> _WHAT YOU SHOULD DO_
When a line below contains the word "life", copy that line.

(Referring expression data)
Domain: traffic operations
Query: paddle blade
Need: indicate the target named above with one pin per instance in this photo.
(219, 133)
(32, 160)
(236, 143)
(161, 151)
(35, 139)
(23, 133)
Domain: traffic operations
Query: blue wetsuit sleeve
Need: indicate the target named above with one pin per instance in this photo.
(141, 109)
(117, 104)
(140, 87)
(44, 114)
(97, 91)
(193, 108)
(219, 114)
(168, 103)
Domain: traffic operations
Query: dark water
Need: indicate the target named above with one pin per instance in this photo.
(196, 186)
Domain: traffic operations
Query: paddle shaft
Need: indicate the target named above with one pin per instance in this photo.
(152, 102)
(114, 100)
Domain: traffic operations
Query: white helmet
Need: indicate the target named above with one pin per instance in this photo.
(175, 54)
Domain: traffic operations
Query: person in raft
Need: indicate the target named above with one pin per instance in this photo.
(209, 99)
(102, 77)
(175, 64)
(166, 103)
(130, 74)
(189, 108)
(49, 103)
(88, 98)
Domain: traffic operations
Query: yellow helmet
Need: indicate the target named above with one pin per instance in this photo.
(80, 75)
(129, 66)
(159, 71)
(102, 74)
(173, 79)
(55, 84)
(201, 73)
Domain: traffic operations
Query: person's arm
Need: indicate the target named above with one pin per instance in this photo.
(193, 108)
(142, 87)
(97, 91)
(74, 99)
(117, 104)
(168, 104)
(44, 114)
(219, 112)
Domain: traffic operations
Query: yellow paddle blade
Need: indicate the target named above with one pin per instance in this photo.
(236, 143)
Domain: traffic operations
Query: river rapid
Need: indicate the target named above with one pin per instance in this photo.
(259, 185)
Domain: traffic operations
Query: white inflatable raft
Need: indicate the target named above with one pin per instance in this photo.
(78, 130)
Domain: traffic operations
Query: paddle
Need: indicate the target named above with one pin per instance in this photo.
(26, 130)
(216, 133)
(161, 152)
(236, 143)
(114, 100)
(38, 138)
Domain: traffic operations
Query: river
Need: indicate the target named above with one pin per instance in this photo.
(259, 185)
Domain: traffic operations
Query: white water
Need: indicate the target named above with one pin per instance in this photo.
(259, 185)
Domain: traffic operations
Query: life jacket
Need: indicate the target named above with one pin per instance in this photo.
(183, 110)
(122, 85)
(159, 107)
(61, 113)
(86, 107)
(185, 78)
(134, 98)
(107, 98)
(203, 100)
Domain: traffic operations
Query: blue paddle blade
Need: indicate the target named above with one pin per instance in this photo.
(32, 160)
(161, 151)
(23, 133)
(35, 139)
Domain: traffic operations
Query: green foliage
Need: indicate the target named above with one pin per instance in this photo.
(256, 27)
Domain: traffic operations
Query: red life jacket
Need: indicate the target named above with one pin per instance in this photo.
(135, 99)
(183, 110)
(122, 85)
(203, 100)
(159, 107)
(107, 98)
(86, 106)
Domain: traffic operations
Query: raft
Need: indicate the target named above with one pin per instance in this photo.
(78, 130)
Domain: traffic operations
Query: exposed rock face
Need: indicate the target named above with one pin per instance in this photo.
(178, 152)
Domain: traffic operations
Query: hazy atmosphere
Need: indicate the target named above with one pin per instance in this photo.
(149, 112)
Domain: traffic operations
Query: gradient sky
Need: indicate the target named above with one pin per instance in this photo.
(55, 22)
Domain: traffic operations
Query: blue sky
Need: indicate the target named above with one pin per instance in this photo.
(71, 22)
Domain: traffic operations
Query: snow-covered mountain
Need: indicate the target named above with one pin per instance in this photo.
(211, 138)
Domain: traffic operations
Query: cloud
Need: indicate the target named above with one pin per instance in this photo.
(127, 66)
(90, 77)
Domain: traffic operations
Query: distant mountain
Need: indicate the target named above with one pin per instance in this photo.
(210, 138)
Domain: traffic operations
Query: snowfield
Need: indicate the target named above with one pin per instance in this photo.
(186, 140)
* * *
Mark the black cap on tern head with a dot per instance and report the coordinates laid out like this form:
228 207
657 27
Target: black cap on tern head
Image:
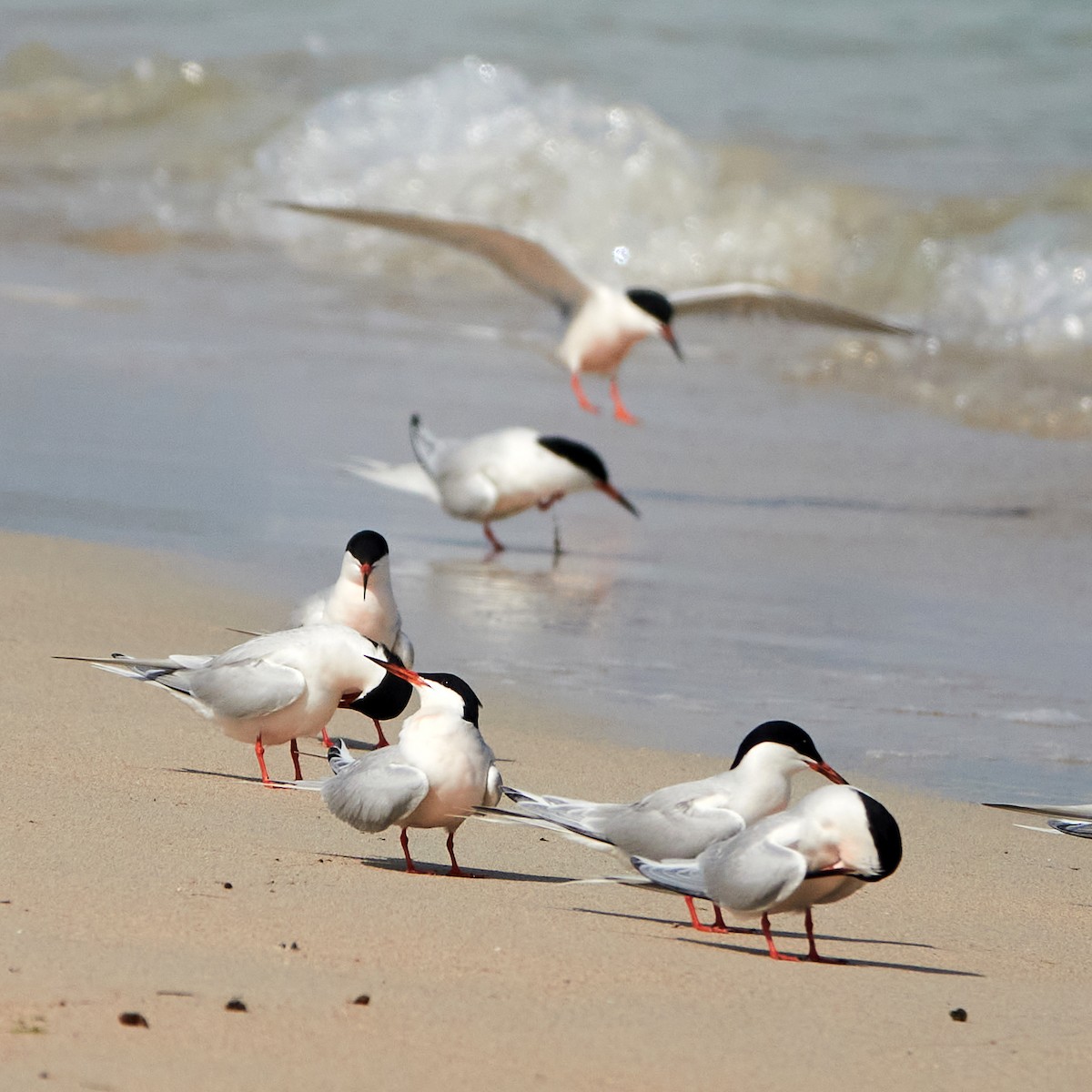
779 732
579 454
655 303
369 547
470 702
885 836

> _EXERCISE ANSWER_
Query: life jacket
Query: red life jacket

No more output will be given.